# START OF Supplied text

Compiler projects using llvm
//===- llvm/Support/HashBuilder.h - Convenient hashing interface-*- C++ -*-===//
//
// Part of the LLVM Project, under the Apache License v2.0 with LLVM Exceptions.
// See https://llvm.org/LICENSE.txt for license information.
// SPDX-License-Identifier: Apache-2.0 WITH LLVM-exception
//
//===----------------------------------------------------------------------===//
//
// This file implements an interface allowing to conveniently build hashes of
// various data types, without relying on the underlying hasher type to know
// about hashed data types.
//
//===----------------------------------------------------------------------===//

#ifndef LLVM_SUPPORT_HASHBUILDER_H
#define LLVM_SUPPORT_HASHBUILDER_H

#include "llvm/ADT/ArrayRef.h"
#include "llvm/ADT/Hashing.h"
#include "llvm/ADT/STLExtras.h"
#include "llvm/ADT/StringRef.h"
#include "llvm/Support/Endian.h"
#include "llvm/Support/type_traits.h"

#include <iterator>
#include <utility>

namespace llvm {

namespace hashbuilder_detail {
/// Trait to indicate whether a type's bits can be hashed directly (after
/// endianness correction).
template <typename U>
struct IsHashableData
    : std::integral_constant<bool, is_integral_or_enum<U>::value> {};

} // namespace hashbuilder_detail

/// Declares the hasher member, and functions forwarding directly to the hasher.
template <typename HasherT> class HashBuilderBase {
public:
  template <typename HasherT_ = HasherT>
  using HashResultTy = decltype(std::declval<HasherT_ &>().final());

  HasherT &getHasher() { return Hasher; }

  /// Forward to `HasherT::update(ArrayRef<uint8_t>)`.

# END OF Supplied text
# START OF Information given

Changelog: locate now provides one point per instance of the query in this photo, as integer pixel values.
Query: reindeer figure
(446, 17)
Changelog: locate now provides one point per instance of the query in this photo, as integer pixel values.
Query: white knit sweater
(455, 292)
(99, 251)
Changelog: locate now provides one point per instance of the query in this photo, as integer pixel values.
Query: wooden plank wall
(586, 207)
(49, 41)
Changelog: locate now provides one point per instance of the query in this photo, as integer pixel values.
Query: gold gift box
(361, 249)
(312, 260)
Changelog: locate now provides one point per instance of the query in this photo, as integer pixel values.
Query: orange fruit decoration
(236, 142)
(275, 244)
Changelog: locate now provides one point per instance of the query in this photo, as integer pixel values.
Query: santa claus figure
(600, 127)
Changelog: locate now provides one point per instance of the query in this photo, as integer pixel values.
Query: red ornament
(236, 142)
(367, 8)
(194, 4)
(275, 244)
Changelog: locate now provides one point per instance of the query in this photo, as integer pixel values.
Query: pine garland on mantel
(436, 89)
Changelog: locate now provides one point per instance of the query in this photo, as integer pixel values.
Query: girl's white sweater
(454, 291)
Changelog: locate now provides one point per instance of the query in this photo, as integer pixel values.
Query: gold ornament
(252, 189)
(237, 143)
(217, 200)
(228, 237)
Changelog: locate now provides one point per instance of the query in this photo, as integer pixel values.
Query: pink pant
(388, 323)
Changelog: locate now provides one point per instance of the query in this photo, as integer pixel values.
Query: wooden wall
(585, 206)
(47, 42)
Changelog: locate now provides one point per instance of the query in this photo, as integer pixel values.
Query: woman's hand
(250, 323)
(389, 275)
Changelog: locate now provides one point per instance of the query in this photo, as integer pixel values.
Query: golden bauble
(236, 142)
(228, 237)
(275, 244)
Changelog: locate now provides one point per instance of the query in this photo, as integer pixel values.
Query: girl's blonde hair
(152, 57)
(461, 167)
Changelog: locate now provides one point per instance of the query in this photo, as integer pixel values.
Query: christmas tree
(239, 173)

# END OF Information given

Objective. Please copy out the HashBuilder.h source shown above, everything from "Compiler projects using" down to "with LLVM Exceptions.".

Result.
Compiler projects using llvm
//===- llvm/Support/HashBuilder.h - Convenient hashing interface-*- C++ -*-===//
//
// Part of the LLVM Project, under the Apache License v2.0 with LLVM Exceptions.